## REQUIREMENT
Reproduce the response letter text starting at "Washington, D.C. 20549-4628" and ending at "the Partnership’s response.", swapping "letter" for "correspondence".

## SELECTED TEXT
=====

Washington, D.C. 20549-4628
Re: | Energy 11, L.P. |
| Form 10-K for the Fiscal Year Ended December 31, 2018 Filed March 12, 2019 File No. 000-55615 |
Dear Mr. Horowitz:
This letter is being submitted on behalf of Energy 11, L.P. (the “Partnership”) in response to your letter dated November 7, 2019. We have recited the comments in this letter in bold type and have followed each comment with the Partnership’s response.
Form 10-K for the Fiscal Year Ended December 31, 2018
Notes to Consolidated Financial Statements
Supplementary Information on Oil, Natural Gas and Natural Gas Liquid Reserves (Unaudited)
Estimated Quantities of Proved Oil, NGL and Natural Gas Reserves, page 68
1. | The disclosure provided on page 6 related to the Partnership’s drilling activity indicates six new wells were drilled in October and November 2017 with costs incurred of approximately $1.3 million in the year ended December 31, 2017. The disclosure also indicates two of these wells were completed in March 2018 and the remaining four wells were completed in April, June and July of 2018 with costs incurred of approximately $6.5 million in the year ended December 31, 2018. As 83% of the total cost of drilling and completing these wells was not incurred until 2018, tell us why you considered the proved undeveloped reserves attributable to these six wells to be converted to proved developed status during 2017. Refer to Rule 4-10(a)(6) of Regulation S-X. |
Response: As a non-operator of the wells, the Partnership does not have the visibility into the status of completion and the timing of when expenses are billed for a well. Of the six wells in progress at December 31, 2017, the known costs billed to the Partnership by the operators ranged from 7% to 37% of the anticipated total costs to complete the wells. The two wells in which the Partnership had the largest ownership and represented approximately 64% of the estimated total costs began producing in late February and early March 2018. The Partnership believed these two wells had minor amounts of work to be completed at December 31, 2017 based on first production dates, and therefore met the criteria to be defined as proved developed reserves. The reserves for these two wells totaled approximately 330,000 BOE and the reserves for all six wells totaled 519,000 BOE, or 2.4% and 3.8%, respectively, of the Partnership’s total proved developed reserves. The remaining four wells were not significant to the total reserves. The Partnership will provide, as necessary, additional detail regarding its classification of in-process wells between developed and undeveloped proved reserves in future filings.

=====

(A few records)
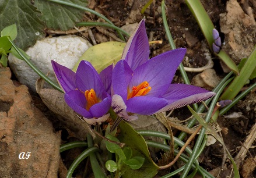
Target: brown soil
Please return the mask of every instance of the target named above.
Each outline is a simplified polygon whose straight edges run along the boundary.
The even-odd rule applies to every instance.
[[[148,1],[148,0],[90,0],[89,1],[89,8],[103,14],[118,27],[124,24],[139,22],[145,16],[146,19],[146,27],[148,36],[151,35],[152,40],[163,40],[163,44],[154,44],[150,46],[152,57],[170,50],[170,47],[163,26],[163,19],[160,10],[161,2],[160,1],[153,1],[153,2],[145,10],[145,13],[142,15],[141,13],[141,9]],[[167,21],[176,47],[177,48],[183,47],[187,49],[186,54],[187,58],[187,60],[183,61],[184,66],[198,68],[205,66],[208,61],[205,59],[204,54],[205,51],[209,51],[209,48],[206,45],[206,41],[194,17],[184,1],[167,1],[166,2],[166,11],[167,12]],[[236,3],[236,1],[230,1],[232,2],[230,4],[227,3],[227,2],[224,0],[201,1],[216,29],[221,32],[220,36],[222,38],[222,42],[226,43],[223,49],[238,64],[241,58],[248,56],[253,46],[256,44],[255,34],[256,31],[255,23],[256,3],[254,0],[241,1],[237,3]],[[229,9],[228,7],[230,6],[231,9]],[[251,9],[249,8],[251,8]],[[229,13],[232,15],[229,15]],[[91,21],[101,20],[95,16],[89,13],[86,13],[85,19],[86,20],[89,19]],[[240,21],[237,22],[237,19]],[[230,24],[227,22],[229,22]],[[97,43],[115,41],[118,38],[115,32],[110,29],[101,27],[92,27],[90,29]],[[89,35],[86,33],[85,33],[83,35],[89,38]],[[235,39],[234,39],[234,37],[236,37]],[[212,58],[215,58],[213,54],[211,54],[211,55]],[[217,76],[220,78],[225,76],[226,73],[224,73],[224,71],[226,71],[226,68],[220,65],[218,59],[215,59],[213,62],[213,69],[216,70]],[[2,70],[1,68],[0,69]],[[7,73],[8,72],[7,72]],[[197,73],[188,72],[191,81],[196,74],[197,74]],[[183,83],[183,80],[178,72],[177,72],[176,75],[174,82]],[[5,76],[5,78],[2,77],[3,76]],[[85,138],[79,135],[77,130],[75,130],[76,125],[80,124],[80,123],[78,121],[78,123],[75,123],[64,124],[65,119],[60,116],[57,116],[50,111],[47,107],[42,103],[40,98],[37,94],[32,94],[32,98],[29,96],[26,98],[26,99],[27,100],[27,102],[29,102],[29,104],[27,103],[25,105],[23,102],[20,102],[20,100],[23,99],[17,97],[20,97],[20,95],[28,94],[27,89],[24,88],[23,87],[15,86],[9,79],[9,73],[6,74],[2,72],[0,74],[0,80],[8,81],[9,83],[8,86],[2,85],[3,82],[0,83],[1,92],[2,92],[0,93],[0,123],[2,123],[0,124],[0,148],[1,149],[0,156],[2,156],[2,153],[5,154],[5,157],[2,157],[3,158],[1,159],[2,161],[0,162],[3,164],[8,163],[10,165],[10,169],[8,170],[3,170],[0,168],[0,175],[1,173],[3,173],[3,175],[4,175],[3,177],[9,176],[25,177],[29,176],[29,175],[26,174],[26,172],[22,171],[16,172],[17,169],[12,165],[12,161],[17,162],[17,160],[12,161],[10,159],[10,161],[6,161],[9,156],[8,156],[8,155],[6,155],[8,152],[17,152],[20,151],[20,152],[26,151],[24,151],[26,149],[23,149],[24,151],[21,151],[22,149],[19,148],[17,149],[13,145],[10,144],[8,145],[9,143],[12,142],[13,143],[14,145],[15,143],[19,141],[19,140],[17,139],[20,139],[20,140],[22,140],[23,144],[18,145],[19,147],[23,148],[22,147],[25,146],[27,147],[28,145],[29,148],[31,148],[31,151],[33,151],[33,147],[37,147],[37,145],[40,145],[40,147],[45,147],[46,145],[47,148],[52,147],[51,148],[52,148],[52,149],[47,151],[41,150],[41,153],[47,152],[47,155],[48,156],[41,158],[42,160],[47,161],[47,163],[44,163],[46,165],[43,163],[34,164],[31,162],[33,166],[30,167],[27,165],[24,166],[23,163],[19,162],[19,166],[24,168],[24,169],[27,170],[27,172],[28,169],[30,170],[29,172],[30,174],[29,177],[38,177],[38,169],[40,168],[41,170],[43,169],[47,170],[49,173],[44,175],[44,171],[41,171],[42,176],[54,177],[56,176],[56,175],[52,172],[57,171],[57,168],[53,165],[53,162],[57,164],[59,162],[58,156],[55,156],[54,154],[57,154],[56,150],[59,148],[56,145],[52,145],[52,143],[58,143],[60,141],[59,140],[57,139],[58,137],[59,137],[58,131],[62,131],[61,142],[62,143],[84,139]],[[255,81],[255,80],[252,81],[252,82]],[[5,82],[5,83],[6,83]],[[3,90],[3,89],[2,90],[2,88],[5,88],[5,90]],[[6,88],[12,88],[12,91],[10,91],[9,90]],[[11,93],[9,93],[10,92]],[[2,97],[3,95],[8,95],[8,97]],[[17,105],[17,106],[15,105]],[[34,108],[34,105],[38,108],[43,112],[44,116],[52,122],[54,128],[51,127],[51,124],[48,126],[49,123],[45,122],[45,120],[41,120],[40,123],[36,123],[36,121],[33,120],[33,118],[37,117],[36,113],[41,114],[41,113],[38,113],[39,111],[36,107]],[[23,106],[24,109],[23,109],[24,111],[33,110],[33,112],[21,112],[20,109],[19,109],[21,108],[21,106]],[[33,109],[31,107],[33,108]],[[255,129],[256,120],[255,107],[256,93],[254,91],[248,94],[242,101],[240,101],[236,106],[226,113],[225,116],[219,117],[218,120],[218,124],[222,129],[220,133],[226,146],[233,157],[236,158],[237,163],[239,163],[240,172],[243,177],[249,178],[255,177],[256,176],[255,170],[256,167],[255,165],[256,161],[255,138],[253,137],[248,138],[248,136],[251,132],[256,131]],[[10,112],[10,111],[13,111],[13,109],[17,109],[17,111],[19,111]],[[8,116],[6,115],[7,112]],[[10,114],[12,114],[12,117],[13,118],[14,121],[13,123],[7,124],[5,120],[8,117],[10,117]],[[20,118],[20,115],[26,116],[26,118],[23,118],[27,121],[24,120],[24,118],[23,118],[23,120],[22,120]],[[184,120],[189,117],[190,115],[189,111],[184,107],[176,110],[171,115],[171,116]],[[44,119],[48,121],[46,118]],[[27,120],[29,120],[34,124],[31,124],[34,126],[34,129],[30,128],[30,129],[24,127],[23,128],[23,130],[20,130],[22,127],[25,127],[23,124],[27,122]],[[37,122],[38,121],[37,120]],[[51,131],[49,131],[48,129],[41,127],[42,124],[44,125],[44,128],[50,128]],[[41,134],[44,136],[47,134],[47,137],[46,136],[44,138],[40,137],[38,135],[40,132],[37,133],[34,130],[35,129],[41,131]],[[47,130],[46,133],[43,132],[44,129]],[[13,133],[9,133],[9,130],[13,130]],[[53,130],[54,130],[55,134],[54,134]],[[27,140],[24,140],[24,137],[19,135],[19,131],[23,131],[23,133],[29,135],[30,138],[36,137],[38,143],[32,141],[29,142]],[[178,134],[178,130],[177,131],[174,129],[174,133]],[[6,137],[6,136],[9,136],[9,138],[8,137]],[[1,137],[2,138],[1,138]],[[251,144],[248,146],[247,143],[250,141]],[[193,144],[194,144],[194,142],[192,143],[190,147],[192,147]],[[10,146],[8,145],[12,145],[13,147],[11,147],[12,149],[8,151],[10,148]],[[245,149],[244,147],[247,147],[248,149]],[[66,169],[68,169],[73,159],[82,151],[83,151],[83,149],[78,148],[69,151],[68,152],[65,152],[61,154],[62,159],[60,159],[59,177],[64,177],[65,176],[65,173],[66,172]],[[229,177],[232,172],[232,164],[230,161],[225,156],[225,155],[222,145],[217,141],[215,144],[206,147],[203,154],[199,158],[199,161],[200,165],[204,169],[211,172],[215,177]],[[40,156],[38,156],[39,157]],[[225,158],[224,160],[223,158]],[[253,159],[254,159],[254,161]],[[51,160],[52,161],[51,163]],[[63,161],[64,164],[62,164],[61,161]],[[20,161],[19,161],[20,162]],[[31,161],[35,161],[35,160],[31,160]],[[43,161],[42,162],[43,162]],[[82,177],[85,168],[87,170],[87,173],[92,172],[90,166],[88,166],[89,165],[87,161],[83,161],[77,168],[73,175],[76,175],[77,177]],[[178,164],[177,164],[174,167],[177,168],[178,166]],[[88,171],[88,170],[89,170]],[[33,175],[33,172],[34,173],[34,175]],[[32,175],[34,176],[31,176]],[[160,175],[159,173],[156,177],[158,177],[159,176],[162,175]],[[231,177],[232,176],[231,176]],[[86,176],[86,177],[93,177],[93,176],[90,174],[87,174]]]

=====

## REPLY
Washington, D.C. 20549-4628
Re: | Energy 11, L.P. |
| Form 10-K for the Fiscal Year Ended December 31, 2018 Filed March 12, 2019 File No. 000-55615 |
Dear Mr. Horowitz:
This correspondence is being submitted on behalf of Energy 11, L.P. (the “Partnership”) in response to your correspondence dated November 7, 2019. We have recited the comments in this correspondence in bold type and have followed each comment with the Partnership’s response.